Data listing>
'''

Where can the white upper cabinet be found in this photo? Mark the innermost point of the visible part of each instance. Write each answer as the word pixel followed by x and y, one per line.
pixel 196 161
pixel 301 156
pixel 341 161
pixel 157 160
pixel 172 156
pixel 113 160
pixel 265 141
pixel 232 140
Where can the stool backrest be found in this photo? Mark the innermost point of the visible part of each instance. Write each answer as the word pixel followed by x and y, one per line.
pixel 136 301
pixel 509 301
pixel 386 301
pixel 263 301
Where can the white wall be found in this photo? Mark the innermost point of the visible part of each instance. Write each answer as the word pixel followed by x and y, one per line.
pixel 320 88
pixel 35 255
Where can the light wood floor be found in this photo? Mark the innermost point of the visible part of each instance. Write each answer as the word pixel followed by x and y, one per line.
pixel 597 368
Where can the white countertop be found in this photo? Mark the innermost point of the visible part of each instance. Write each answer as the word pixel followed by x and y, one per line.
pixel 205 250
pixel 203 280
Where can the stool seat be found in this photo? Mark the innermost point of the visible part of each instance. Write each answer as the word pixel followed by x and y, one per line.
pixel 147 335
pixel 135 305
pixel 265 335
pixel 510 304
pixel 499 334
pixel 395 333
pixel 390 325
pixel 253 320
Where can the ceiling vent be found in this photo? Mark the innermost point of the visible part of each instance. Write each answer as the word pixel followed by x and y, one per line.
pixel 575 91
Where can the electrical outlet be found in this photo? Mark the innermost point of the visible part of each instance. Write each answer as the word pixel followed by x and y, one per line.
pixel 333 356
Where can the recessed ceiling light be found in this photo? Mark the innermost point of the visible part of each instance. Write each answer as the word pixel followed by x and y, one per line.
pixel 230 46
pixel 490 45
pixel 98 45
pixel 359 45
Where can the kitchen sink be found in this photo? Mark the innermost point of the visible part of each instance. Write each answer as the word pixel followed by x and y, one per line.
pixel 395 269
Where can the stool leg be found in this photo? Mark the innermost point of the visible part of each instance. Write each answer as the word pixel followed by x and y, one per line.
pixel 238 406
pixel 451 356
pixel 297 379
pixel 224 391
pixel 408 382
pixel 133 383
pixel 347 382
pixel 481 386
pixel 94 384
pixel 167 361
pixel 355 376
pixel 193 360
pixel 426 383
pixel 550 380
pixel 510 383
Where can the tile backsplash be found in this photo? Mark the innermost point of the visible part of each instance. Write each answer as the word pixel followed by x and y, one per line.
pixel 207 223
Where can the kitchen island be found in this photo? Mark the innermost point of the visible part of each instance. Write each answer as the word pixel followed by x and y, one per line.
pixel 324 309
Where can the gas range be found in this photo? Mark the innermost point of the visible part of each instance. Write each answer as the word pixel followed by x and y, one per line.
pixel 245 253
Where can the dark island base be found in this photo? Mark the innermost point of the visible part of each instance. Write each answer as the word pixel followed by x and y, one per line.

'''

Your instructions> Edit all the entries above by replacing each "innermost point" with "central point", keeping every other word the same.

Task output>
Where can the white upper cabinet be found in this photo? Mark the central point of the visible part of each instance. Write each answer as the word pixel followed by x and y, one per line.
pixel 196 161
pixel 301 156
pixel 341 161
pixel 157 160
pixel 172 156
pixel 113 160
pixel 265 141
pixel 232 140
Where can the stool backrest be found in this photo? Mark the central point of the visible part of each instance. Write each answer as the word pixel followed by x and y, one per line.
pixel 136 301
pixel 509 301
pixel 386 301
pixel 263 301
Where can the white wall be found in this photo? Mark the central point of the visible part of each instance. Write each answer as the word pixel followed by x and y, one per line.
pixel 320 88
pixel 35 255
Where can the light wood floor be found in this photo? Mark the central point of the visible part of each instance. Write each answer as the word pixel followed by x and y, one per line.
pixel 597 368
Where can the white countertop be found in this photo? Mark the central point of the visible part of each instance. Write each answer as the word pixel followed by x and y, one per line.
pixel 205 250
pixel 203 280
Where can the stool seat be found in this photo? Mark the central point of the visible part of each instance. Write each answer as the word pixel followed by x and y, one per line.
pixel 147 335
pixel 135 305
pixel 265 335
pixel 510 304
pixel 499 334
pixel 395 333
pixel 390 325
pixel 253 320
Where can the ceiling vent be found in this photo? Mark the central point of the visible part of each instance. Write each answer as the word pixel followed by x and y, one per line.
pixel 575 91
Where can the electrical outlet be found in this photo? Mark the central point of the visible part of each instance. Write each answer as the word pixel followed by x and y, one per line.
pixel 333 356
Where can the recessed ceiling light be found in this photo? Mark the central point of the visible part of each instance. Write each answer as the word pixel followed by x and y, one per line.
pixel 230 46
pixel 490 45
pixel 98 45
pixel 359 45
Where can the kitchen sink be found in this photo? Mark the central point of the visible part of each instance. Write each answer as the word pixel followed by x and y, one per line.
pixel 395 269
Where can the stool leg be found in this photo? Mark the central point of the visible part of each instance. Write each answer as the word pixel followed by x and y, one per line.
pixel 238 406
pixel 451 356
pixel 297 379
pixel 224 391
pixel 408 382
pixel 133 383
pixel 347 382
pixel 481 386
pixel 94 384
pixel 167 361
pixel 355 376
pixel 193 360
pixel 426 383
pixel 550 380
pixel 510 383
Where can the tile backsplash be found in this photo? Mark the central point of the visible part of each instance. Write each answer as the word pixel followed by x and y, one per line.
pixel 207 223
Where can the kitchen island be found in this photo? Mark the central point of the visible part of each instance. Write each answer as the word pixel followed by x and y, one per line.
pixel 324 309
Where can the gas range be found in this photo? Mark the central point of the visible part of each instance. Write each answer as the word pixel followed by x and y, one per line.
pixel 245 253
Where can the dark island base be found in this photo? Mark the central point of the visible part of each instance. Write each answer as the word pixel followed by x and y, one per line.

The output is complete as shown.